I wanted to mark the upcoming thirty-eighth anniversary of Madonna’s Like a Virgin. Released on 12th November, 1984, the iconic album was re-released worldwide in 1985. I think that her second studio album is one of her most important and underrated. When we think of the ‘classic’ Madonna albums, usually we look towards Like a Prayer (1989) or Ray of Light (1998). After her eponymous 1983 album, there is a definitely sense of new ambition and boldness on Like a Virgin. Although her most explicit, expressive, and remarkable work would start to take shape later in the decade, Madonna ensured that her second studio album was unlike her debut the year before. Whereas Madonna wrote most of the songs on her debut, Like a Virgin saw her working with writers like Steve Bray. Bray actually produced the album alongside Madonna and primary producer Nile Rodgers. Like a Virgin has more pronounced Dance Pop and Disco sounds because of Rodgers’ involvement. I like the evolution between albums. Although there are a couple of deeper cuts that lack depth and memorability, Like a Virgin has more than enough to hold your interest. The title track is one of the most celebrated in Madonna’s catalogue. Angel, Love Don’t Live Here Anymore, and Pretender are also terrific tracks. The opening track – and the only song that could truly open things – is the divisive Material Girl. Not in terms of quality! I think many Madonna fans can agree that it is one of her greatest moments. I think Madonna resented being seen as material and having shallowness. Trying to establish herself as independent and strong, a song that talked about excess and material things possibly went against what she felt. That said, she performed Material Girl in subsequent tours and has an improved relationship with the song.

+---+

→ **QUESTIONS TO ANSWER**:
- A) In the piece on Like a Virgin, who was the album's primary producer?
- B) Summarize the piece on Like a Virgin in two sentences.

→ **AVAILABLE DATA**:

+---+

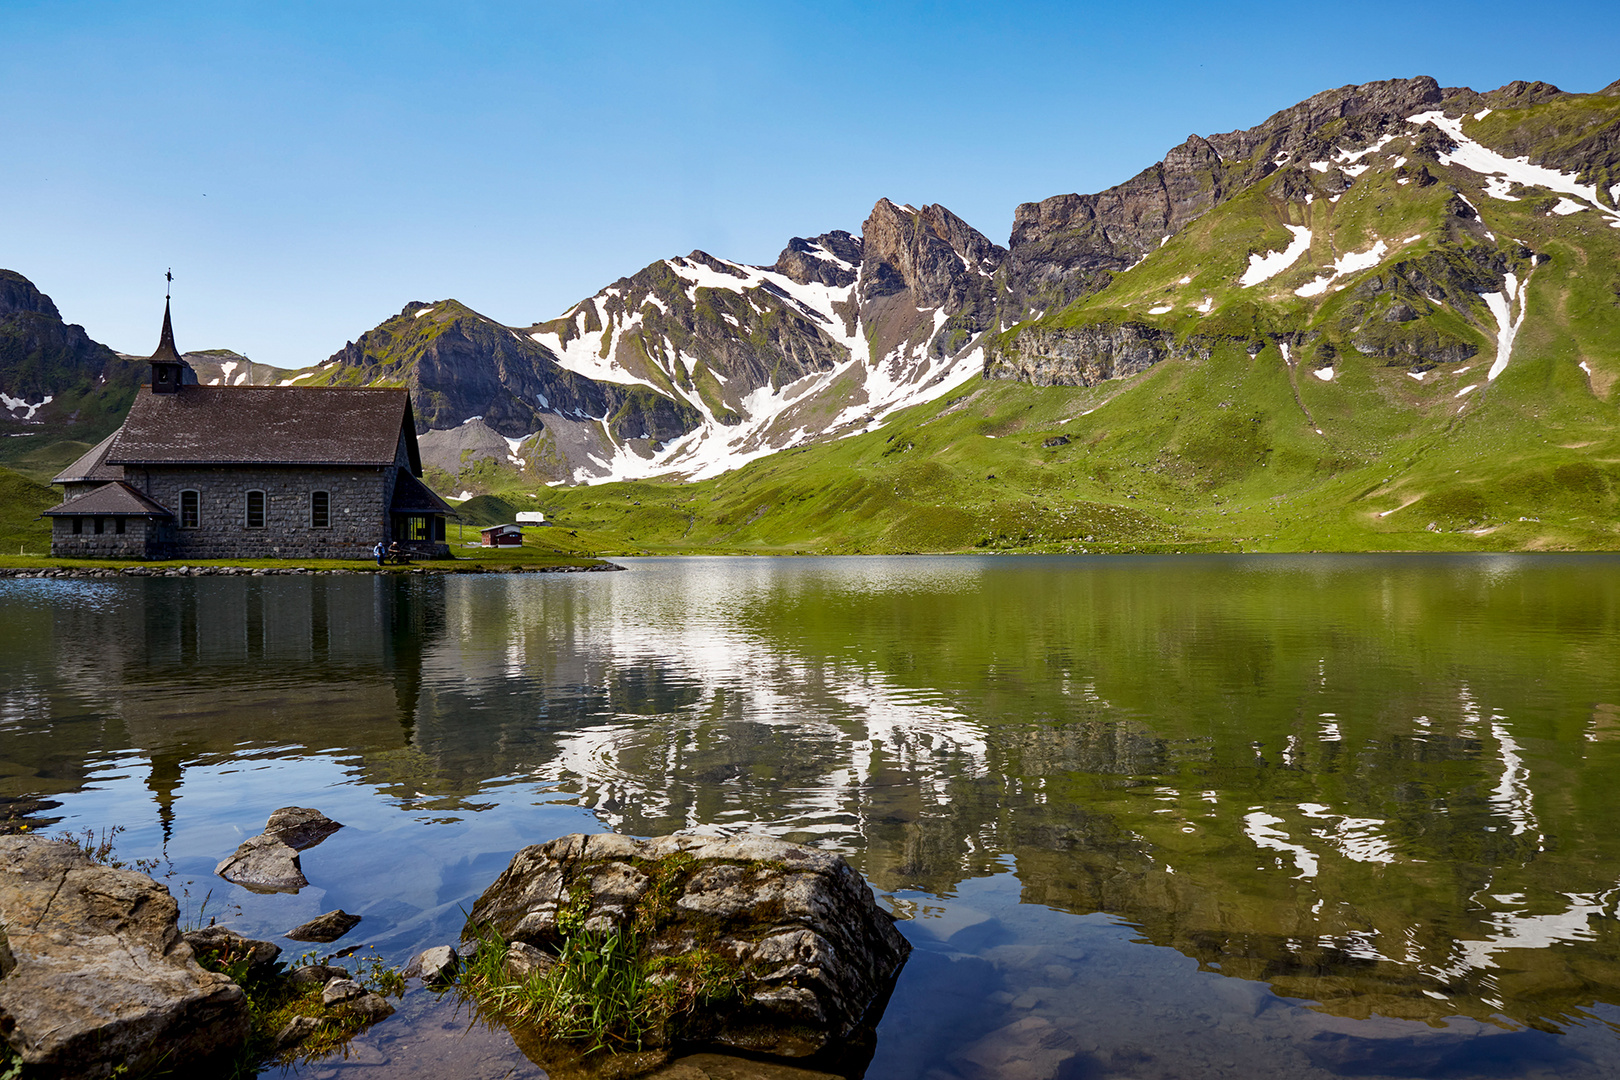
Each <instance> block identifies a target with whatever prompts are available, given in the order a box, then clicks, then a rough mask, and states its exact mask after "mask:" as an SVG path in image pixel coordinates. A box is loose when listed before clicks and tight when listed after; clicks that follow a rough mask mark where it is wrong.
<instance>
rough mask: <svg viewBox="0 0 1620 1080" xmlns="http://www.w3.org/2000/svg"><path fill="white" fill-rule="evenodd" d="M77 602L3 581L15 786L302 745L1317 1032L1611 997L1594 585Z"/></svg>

+---+

→ **ANSWERS TO EACH TASK**:
- A) Nile Rodgers

- B) Madonna's second studio album, Like a Virgin, released on 12th November, 1984, is called one of her most important and underrated, showing a new ambition and boldness after her 1983 debut. Unlike that debut, it saw her working with writers like Steve Bray and with primary producer Nile Rodgers, whose involvement gave it more pronounced Dance Pop and Disco sounds, and its highlights include the title track and the opener Material Girl.